[Records provided Boundary: Start]
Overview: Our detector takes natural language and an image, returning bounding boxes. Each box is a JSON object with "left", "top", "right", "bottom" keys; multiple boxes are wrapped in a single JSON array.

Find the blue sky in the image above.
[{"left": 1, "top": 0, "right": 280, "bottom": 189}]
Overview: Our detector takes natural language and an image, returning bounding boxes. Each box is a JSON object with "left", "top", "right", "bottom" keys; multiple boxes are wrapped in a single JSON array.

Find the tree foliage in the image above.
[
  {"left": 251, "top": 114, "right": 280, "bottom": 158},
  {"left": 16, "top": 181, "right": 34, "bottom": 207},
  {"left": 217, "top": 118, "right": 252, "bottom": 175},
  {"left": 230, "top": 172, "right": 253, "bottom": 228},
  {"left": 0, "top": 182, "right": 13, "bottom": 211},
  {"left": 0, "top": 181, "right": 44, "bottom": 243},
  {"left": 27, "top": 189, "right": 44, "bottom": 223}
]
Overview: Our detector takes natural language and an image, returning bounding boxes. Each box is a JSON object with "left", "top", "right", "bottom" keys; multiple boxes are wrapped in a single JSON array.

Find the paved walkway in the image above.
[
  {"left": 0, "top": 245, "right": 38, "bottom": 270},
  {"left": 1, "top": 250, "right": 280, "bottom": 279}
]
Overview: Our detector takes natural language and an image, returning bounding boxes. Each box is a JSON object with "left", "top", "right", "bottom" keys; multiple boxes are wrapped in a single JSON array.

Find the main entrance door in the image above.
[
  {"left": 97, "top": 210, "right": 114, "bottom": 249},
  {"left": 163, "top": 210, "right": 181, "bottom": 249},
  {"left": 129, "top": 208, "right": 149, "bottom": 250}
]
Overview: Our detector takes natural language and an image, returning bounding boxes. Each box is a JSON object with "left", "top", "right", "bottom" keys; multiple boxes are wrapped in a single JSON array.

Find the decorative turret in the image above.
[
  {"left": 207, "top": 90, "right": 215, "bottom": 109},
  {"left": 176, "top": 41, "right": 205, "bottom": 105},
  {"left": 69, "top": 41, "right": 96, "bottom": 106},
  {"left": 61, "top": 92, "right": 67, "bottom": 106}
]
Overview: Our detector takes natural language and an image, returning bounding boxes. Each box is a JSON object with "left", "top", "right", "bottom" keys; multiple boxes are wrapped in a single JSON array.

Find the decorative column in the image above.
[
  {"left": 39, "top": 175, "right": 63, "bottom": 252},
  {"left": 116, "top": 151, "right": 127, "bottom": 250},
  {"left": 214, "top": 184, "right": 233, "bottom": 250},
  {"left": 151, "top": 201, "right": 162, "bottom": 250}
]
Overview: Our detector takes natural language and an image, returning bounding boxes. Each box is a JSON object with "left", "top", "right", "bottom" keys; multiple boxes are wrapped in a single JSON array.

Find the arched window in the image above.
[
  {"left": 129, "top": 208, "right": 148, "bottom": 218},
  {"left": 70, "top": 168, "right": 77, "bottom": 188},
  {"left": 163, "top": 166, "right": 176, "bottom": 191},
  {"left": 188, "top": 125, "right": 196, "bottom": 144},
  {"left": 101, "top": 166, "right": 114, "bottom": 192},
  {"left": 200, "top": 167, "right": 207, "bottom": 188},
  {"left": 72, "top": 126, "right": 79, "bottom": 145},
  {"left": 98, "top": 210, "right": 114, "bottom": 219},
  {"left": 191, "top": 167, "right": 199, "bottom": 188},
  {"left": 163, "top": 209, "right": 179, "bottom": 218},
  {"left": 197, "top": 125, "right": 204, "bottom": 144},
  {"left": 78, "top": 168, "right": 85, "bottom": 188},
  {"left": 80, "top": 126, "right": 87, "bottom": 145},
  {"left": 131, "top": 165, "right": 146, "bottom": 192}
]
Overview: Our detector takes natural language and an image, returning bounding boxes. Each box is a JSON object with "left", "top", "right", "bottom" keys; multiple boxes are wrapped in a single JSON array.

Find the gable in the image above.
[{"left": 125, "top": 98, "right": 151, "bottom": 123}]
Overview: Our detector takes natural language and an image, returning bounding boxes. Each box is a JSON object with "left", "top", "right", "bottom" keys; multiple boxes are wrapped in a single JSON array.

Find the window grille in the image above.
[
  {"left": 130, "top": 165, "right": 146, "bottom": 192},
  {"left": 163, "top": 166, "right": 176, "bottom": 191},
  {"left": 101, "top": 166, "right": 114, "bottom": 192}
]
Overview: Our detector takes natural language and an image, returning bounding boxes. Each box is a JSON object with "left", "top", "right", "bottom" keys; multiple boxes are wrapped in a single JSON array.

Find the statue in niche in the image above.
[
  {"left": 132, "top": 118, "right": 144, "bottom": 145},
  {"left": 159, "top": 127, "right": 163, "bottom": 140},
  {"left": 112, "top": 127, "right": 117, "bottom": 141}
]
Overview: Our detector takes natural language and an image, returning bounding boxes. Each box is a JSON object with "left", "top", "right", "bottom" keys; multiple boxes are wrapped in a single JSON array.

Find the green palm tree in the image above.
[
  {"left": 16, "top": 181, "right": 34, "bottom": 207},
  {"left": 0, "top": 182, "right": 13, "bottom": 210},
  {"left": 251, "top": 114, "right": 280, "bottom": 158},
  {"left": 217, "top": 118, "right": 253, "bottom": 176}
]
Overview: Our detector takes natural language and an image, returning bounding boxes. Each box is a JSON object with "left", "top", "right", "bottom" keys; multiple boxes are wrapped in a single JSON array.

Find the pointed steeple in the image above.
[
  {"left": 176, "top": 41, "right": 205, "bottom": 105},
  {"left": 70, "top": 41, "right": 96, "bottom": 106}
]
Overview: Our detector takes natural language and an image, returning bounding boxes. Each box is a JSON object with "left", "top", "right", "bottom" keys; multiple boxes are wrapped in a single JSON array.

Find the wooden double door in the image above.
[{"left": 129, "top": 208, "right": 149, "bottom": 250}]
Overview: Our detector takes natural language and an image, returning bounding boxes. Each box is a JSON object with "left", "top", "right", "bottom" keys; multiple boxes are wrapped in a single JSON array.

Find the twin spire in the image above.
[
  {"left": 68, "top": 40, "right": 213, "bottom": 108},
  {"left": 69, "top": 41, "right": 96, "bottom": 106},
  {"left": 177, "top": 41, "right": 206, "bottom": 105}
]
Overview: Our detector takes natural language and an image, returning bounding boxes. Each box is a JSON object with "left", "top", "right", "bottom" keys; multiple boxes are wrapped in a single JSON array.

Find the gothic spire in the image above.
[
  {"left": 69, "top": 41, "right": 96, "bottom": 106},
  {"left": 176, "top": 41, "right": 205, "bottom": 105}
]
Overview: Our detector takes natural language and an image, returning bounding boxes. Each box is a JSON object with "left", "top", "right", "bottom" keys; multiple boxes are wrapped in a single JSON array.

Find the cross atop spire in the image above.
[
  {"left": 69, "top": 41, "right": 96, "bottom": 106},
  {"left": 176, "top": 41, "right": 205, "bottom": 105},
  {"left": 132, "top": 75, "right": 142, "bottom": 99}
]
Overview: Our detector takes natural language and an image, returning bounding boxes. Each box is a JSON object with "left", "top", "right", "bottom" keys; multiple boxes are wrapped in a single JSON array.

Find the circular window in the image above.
[Records provided Boundary: End]
__Requirement__:
Every word in the records must appear in your copy exactly as it does above.

__Response box__:
Overview: Our detector takes natural language and an image, returning bounding boxes. Each box is a JSON object with "left", "top", "right", "bottom" keys; multiple boxes are wrapped in a single JSON array.

Find the blue sky in the image above.
[{"left": 1, "top": 0, "right": 280, "bottom": 189}]
Overview: Our detector takes natural language and an image, returning bounding boxes. Each box is a JSON object with "left", "top", "right", "bottom" keys; multiple boxes are wrapped in a single JSON array.

Find the tree foliage in the image above.
[
  {"left": 251, "top": 114, "right": 280, "bottom": 158},
  {"left": 16, "top": 181, "right": 34, "bottom": 207},
  {"left": 217, "top": 118, "right": 252, "bottom": 175},
  {"left": 230, "top": 172, "right": 253, "bottom": 228},
  {"left": 0, "top": 182, "right": 13, "bottom": 211},
  {"left": 0, "top": 181, "right": 44, "bottom": 243},
  {"left": 27, "top": 189, "right": 44, "bottom": 223}
]
Overview: Our detector takes natural language and an image, returning bounding boxes. Each box is a JSON object with "left", "top", "right", "bottom" keys; multiple boxes are wrapped in a single JSON array.

Find the paved walkway in the image above.
[
  {"left": 0, "top": 245, "right": 38, "bottom": 270},
  {"left": 1, "top": 250, "right": 280, "bottom": 279}
]
Overview: Our detector takes natural language and an image, returning bounding boxes. Each box is a JSON object with "left", "top", "right", "bottom" keys; multiple boxes are wrapped in a single JSON array.

Find the main entrance door in the image above.
[
  {"left": 97, "top": 210, "right": 114, "bottom": 249},
  {"left": 163, "top": 210, "right": 181, "bottom": 249},
  {"left": 129, "top": 208, "right": 149, "bottom": 250}
]
Overview: Our detector takes natural language and an image, returning bounding boxes. Each box is a JSON object with "left", "top", "right", "bottom" keys; multiple boxes are wrapped in a single JSON array.

Find the decorative turret in the image above.
[
  {"left": 207, "top": 90, "right": 215, "bottom": 109},
  {"left": 176, "top": 41, "right": 205, "bottom": 105},
  {"left": 69, "top": 41, "right": 96, "bottom": 106},
  {"left": 61, "top": 92, "right": 67, "bottom": 106}
]
Overview: Our detector takes natural language and an image, returning bounding boxes. Each box is a JSON object with "left", "top", "right", "bottom" keys; multiple boxes are wrapped in a single JSON array.

Find the decorative column in the image above.
[
  {"left": 39, "top": 175, "right": 63, "bottom": 252},
  {"left": 116, "top": 151, "right": 127, "bottom": 250},
  {"left": 214, "top": 184, "right": 233, "bottom": 250},
  {"left": 151, "top": 201, "right": 162, "bottom": 250}
]
Overview: Our detector takes natural language and an image, returning bounding boxes. Each box is a JSON object with "left", "top", "right", "bottom" keys; multiple boxes are wrapped in a single JSON array.

Find the arched window in the image above.
[
  {"left": 129, "top": 208, "right": 148, "bottom": 218},
  {"left": 70, "top": 168, "right": 77, "bottom": 188},
  {"left": 163, "top": 166, "right": 176, "bottom": 191},
  {"left": 188, "top": 125, "right": 196, "bottom": 144},
  {"left": 101, "top": 166, "right": 114, "bottom": 192},
  {"left": 200, "top": 167, "right": 207, "bottom": 188},
  {"left": 72, "top": 126, "right": 79, "bottom": 145},
  {"left": 98, "top": 210, "right": 114, "bottom": 219},
  {"left": 191, "top": 167, "right": 199, "bottom": 188},
  {"left": 163, "top": 209, "right": 179, "bottom": 218},
  {"left": 197, "top": 125, "right": 204, "bottom": 144},
  {"left": 78, "top": 168, "right": 85, "bottom": 188},
  {"left": 80, "top": 126, "right": 87, "bottom": 145},
  {"left": 131, "top": 165, "right": 146, "bottom": 192}
]
Overview: Our detector takes natural language and an image, returning bounding boxes. Each box is a JSON object with "left", "top", "right", "bottom" keys; multiple boxes are wrapped in a single JSON array.

Find the gable in the image above.
[{"left": 125, "top": 98, "right": 151, "bottom": 123}]
Overview: Our detector takes natural language and an image, returning bounding boxes. Each box is a JSON object with "left", "top", "right", "bottom" keys; multiple boxes are wrapped in a single JSON array.

Find the window grille in the image above.
[
  {"left": 130, "top": 165, "right": 146, "bottom": 192},
  {"left": 163, "top": 166, "right": 176, "bottom": 191},
  {"left": 101, "top": 166, "right": 114, "bottom": 192}
]
Overview: Our detector takes natural language and an image, returning bounding boxes. Each box is a JSON object with "left", "top", "right", "bottom" keys; multiple boxes are wrapped in a single JSON array.

Find the statue in niche in the image above.
[
  {"left": 132, "top": 118, "right": 144, "bottom": 145},
  {"left": 159, "top": 127, "right": 163, "bottom": 140},
  {"left": 112, "top": 127, "right": 117, "bottom": 141}
]
Overview: Our detector takes natural language and an image, returning bounding boxes. Each box is a JSON object with "left", "top", "right", "bottom" keys; multiple boxes are wrapped in a single JSON array.

Find the green palm tree in the image above.
[
  {"left": 16, "top": 181, "right": 34, "bottom": 207},
  {"left": 0, "top": 182, "right": 13, "bottom": 210},
  {"left": 251, "top": 114, "right": 280, "bottom": 158},
  {"left": 217, "top": 118, "right": 253, "bottom": 176}
]
Overview: Our detector takes natural language and an image, returning bounding boxes. Each box is a JSON object with "left", "top", "right", "bottom" keys; multiple boxes are wrapped in a single JSON array.

Find the pointed steeple in the image above.
[
  {"left": 176, "top": 41, "right": 205, "bottom": 105},
  {"left": 70, "top": 41, "right": 96, "bottom": 106}
]
Overview: Our detector takes natural language and an image, returning bounding boxes. Each box is a JSON object with "left", "top", "right", "bottom" keys; multiple boxes are wrapped in a single JSON array.

Find the wooden double door in the image above.
[{"left": 129, "top": 208, "right": 149, "bottom": 250}]
Overview: Our detector takes natural language and an image, returning bounding boxes. Each box is a JSON object with "left", "top", "right", "bottom" keys; multiple boxes are wrapped in a single JSON array.

Find the twin spire in the image above.
[
  {"left": 68, "top": 40, "right": 213, "bottom": 108},
  {"left": 69, "top": 41, "right": 96, "bottom": 106},
  {"left": 177, "top": 41, "right": 206, "bottom": 105}
]
Overview: Our detector takes natural language and an image, returning bounding boxes. Each box is a JSON object with "left", "top", "right", "bottom" keys; multiple boxes are wrapped in a single JSON array.

Find the gothic spire in the image above.
[
  {"left": 69, "top": 41, "right": 96, "bottom": 106},
  {"left": 176, "top": 41, "right": 205, "bottom": 105}
]
Overview: Our detector takes natural language and an image, returning bounding boxes. Each box is a JSON object with "left", "top", "right", "bottom" keys; multiple boxes are wrapped in a single JSON array.

Find the cross atop spire in the image above.
[
  {"left": 69, "top": 41, "right": 96, "bottom": 106},
  {"left": 176, "top": 41, "right": 205, "bottom": 105},
  {"left": 132, "top": 75, "right": 142, "bottom": 99}
]
Overview: Our detector takes natural language and an image, returning bounding boxes. Each box is a JSON object with "left", "top", "right", "bottom" keys; multiple boxes are wrapped in a single JSON array.

Find the circular window in the image above.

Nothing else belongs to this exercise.